_DATASET ROWS_.

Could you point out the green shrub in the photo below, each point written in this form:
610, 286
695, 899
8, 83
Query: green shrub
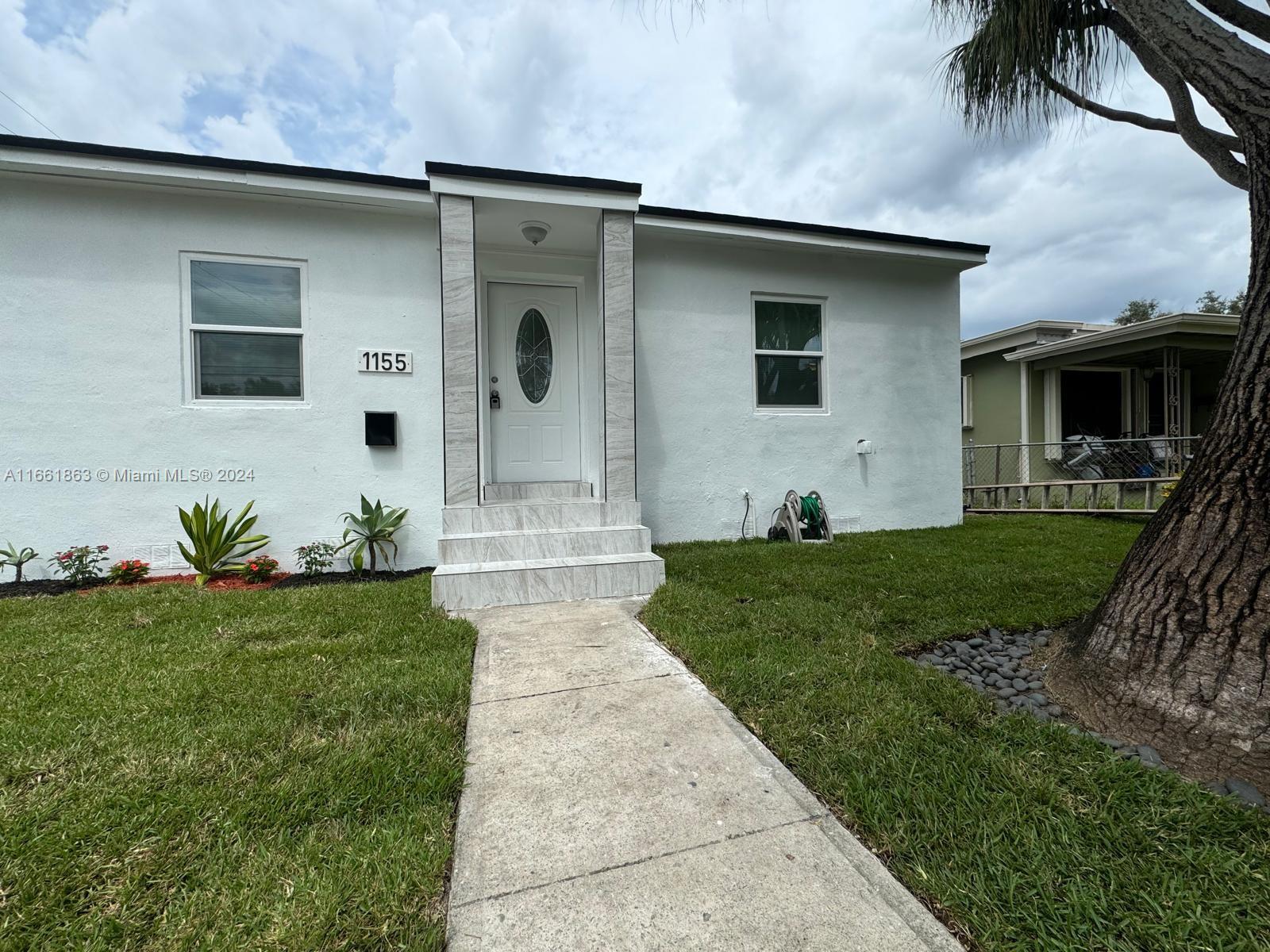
17, 558
219, 545
315, 558
371, 532
79, 562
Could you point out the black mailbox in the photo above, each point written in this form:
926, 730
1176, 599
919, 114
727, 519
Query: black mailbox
380, 429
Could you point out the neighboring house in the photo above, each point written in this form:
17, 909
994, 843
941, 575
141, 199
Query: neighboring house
1048, 381
537, 366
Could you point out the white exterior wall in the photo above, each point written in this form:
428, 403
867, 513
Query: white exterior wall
891, 370
94, 359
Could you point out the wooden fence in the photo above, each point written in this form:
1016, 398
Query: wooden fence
1138, 497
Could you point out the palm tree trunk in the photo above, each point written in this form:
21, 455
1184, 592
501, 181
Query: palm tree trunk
1176, 654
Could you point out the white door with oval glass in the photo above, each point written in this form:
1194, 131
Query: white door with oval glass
533, 384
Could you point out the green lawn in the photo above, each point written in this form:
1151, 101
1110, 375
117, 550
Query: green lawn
1020, 835
229, 770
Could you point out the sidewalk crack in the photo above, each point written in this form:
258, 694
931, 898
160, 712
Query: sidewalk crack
629, 863
579, 687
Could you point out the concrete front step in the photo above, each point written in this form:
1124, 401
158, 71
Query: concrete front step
543, 543
510, 517
518, 492
533, 581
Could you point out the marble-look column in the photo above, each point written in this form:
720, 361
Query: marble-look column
459, 347
618, 249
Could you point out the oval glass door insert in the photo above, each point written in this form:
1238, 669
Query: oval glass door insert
533, 355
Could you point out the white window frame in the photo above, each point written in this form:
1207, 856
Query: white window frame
190, 330
822, 355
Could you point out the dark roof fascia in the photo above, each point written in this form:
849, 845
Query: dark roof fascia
211, 162
531, 178
833, 230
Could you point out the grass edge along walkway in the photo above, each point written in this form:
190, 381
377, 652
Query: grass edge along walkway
1019, 835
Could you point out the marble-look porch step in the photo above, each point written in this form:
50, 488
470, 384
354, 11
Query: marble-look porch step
543, 543
507, 517
518, 492
533, 581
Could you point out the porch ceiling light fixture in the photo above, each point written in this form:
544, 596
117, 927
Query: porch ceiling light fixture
535, 232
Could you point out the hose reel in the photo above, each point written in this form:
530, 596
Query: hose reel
800, 520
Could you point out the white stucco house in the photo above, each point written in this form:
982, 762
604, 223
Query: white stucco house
549, 374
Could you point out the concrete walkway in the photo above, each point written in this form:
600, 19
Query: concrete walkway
613, 803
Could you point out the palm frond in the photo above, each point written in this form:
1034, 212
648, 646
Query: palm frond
1001, 76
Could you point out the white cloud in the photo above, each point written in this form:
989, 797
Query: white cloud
808, 109
254, 136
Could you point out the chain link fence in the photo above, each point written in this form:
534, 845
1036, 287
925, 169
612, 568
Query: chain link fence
1076, 459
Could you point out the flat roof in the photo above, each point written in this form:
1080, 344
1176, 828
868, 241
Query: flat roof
210, 162
479, 171
531, 178
1022, 336
808, 228
1181, 323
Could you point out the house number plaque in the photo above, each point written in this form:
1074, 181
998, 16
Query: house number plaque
385, 362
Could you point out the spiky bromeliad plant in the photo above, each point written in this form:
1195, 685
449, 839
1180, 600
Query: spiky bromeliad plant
371, 532
17, 558
219, 545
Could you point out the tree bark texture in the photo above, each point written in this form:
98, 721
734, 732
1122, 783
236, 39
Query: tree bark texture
1178, 651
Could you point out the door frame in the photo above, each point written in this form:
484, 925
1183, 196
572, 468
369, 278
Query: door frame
498, 276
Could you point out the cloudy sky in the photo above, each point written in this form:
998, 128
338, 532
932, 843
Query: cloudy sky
822, 111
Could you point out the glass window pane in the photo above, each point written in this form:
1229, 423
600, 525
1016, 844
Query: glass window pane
533, 355
248, 365
244, 295
787, 325
789, 381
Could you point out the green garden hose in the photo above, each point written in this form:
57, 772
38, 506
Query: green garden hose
810, 512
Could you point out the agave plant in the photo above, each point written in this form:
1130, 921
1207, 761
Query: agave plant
371, 532
219, 545
17, 558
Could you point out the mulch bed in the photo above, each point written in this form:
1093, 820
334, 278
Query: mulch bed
29, 588
1009, 670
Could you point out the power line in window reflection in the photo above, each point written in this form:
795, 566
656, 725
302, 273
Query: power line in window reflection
237, 305
221, 278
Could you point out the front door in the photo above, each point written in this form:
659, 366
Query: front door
533, 384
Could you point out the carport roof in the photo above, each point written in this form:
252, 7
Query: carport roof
1213, 332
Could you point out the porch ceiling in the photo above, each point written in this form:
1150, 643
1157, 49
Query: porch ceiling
575, 230
1137, 344
1195, 351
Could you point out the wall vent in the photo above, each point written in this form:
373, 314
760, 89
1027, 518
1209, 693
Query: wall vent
160, 555
730, 528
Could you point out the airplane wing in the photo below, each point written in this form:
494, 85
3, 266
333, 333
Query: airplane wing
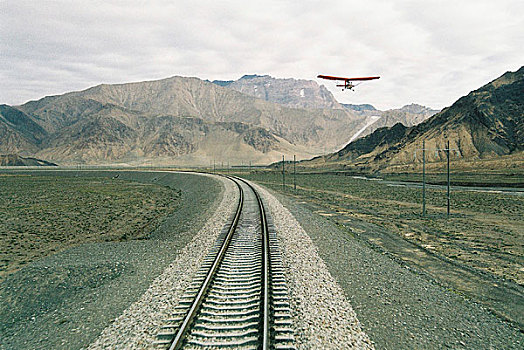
329, 77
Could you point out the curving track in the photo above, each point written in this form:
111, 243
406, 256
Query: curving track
238, 299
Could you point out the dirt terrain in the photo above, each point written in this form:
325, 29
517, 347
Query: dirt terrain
111, 245
478, 251
45, 214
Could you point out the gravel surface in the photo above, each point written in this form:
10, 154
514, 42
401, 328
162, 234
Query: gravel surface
399, 307
65, 300
323, 315
138, 325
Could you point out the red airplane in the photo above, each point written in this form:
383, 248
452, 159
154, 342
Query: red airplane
348, 82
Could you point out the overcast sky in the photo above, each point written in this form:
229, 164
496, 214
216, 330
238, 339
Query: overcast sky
426, 52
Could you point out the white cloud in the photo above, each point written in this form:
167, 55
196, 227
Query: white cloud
429, 52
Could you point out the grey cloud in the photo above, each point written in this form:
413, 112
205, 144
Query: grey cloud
426, 52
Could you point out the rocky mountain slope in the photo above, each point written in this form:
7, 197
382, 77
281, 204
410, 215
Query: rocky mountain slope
16, 160
294, 93
189, 121
175, 120
488, 122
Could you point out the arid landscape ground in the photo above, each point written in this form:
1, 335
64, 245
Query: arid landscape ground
478, 248
46, 214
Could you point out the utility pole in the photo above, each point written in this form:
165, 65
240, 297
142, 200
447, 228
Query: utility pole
447, 153
295, 172
447, 150
423, 177
283, 175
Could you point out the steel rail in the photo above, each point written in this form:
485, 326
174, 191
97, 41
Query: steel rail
188, 320
265, 270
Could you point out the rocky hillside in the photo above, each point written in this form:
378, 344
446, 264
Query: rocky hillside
292, 93
488, 122
175, 120
16, 160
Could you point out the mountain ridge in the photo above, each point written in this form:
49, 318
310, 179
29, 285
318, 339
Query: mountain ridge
486, 123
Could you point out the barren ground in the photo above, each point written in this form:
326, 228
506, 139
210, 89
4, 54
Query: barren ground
46, 214
478, 251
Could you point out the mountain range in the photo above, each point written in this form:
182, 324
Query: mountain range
487, 123
189, 121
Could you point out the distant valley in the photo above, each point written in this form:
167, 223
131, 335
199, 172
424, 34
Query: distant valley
487, 124
189, 121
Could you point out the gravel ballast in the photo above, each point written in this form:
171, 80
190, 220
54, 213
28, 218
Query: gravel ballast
323, 316
399, 307
65, 300
139, 324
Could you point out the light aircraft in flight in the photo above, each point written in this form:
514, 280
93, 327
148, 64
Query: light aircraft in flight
348, 82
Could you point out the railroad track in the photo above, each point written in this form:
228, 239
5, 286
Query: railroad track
238, 298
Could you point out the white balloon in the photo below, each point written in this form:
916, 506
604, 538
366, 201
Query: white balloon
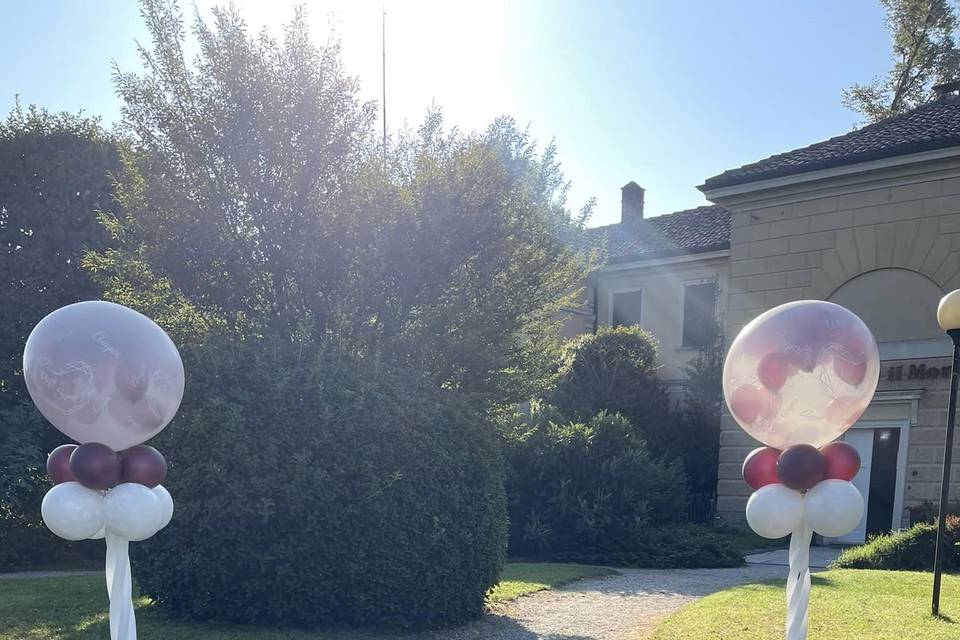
774, 511
72, 511
132, 511
166, 504
833, 508
100, 372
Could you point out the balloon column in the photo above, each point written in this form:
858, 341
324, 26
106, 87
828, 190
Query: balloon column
109, 378
795, 379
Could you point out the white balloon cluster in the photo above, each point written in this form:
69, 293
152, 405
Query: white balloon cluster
831, 508
129, 511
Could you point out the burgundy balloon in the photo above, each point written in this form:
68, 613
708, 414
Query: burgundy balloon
58, 464
801, 466
842, 461
760, 467
144, 465
96, 466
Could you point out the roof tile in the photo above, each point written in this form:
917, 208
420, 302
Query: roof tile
692, 231
934, 125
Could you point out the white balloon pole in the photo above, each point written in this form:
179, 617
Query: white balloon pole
798, 583
123, 625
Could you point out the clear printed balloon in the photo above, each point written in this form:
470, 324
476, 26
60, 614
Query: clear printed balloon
801, 373
101, 372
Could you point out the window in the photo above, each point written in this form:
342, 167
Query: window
626, 308
699, 313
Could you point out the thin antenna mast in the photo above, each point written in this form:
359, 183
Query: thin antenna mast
383, 33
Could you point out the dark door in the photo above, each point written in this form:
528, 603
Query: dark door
883, 481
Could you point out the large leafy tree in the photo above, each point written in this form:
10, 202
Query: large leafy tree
257, 196
54, 177
924, 53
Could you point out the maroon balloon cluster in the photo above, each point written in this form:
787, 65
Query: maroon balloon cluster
801, 466
97, 466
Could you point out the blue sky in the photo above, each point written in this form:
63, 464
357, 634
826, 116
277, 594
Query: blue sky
664, 93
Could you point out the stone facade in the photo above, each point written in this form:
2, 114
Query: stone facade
885, 243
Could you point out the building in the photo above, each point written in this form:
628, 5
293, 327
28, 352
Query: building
667, 274
869, 220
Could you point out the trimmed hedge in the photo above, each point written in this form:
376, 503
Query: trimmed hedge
324, 492
615, 370
582, 487
908, 550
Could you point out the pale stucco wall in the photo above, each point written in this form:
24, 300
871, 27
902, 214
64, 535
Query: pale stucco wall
663, 301
805, 241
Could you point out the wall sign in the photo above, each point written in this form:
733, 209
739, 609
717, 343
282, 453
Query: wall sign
916, 372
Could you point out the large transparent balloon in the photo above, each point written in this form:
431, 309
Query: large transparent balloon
801, 373
101, 372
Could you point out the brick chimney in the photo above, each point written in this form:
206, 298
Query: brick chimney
631, 202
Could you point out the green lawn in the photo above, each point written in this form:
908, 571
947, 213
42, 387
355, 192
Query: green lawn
75, 609
521, 578
844, 605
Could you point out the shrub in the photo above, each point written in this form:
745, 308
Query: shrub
25, 543
312, 490
684, 546
615, 370
584, 486
908, 550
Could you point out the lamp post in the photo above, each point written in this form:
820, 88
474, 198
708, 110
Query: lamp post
948, 315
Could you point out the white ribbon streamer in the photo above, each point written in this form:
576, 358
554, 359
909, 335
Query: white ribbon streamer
798, 583
123, 625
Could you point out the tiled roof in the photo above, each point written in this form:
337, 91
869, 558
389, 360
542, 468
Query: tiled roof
934, 125
692, 231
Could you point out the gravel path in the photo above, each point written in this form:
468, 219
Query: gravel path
622, 607
619, 607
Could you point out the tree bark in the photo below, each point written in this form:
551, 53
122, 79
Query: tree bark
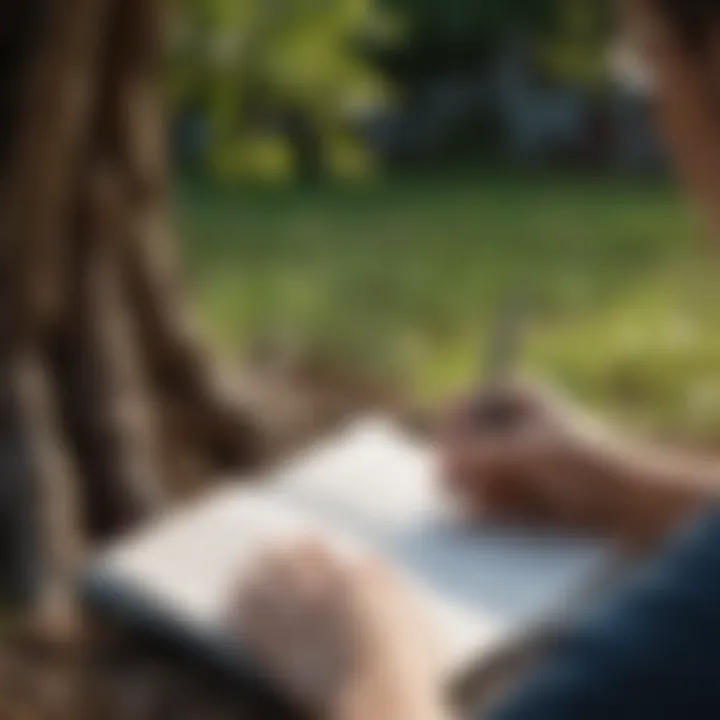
110, 403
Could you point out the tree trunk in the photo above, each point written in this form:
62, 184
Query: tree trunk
110, 405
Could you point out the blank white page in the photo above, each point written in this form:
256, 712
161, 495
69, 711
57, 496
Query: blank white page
372, 488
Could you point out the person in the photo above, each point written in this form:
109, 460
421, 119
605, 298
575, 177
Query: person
343, 636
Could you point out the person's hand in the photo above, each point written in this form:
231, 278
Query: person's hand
523, 454
340, 634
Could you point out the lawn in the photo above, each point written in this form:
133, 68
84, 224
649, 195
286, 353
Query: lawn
403, 277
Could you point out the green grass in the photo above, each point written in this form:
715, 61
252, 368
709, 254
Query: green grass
404, 277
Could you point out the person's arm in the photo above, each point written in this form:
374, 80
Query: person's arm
342, 635
551, 464
387, 696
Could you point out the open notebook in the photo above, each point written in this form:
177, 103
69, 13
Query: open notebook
373, 488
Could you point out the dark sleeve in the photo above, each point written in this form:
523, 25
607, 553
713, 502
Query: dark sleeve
653, 653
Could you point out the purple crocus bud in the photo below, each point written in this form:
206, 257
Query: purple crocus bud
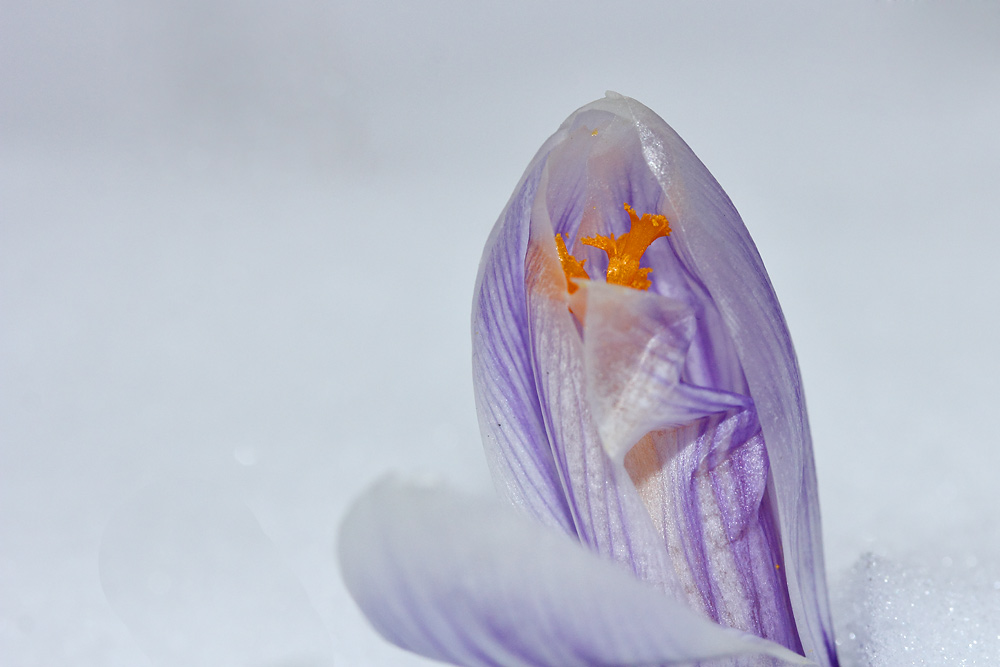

_PROBLEM TO WORK ON_.
Put the listing into a Markdown table with the columns Row and Line, starting at the line that contains "Could you point out the green grass" and ending at the end of the listing. Skip blank lines and leave the pictures out.

_FINISHED EXERCISE_.
| Row | Line |
|---|---|
| 1 | Could you point out the green grass in the photo above, each point written in this form: |
| 2 | 715, 61 |
| 3 | 252, 368 |
| 4 | 709, 254 |
| 5 | Query: green grass |
| 6 | 404, 277 |
| 7 | Could you point out the person's arm in the photo above, each point written in this form: |
| 8 | 374, 80 |
| 9 | Query: person's arm |
| 10 | 342, 635 |
| 11 | 551, 464 |
| 12 | 387, 696 |
| 13 | Could you point out the open notebook in the photo above, each point written in this form: |
| 14 | 177, 103 |
| 15 | 69, 13 |
| 16 | Query: open notebook |
| 17 | 373, 488 |
| 18 | Could you point out the dark sleeve in the photo above, each point written in this form: |
| 19 | 523, 25 |
| 20 | 607, 553 |
| 21 | 713, 502 |
| 22 | Query: dark sleeve |
| 23 | 653, 653 |
| 24 | Could you point out the purple crocus bud in the photo below, each point written in this form: |
| 25 | 206, 257 |
| 26 | Query: purple crocus bud |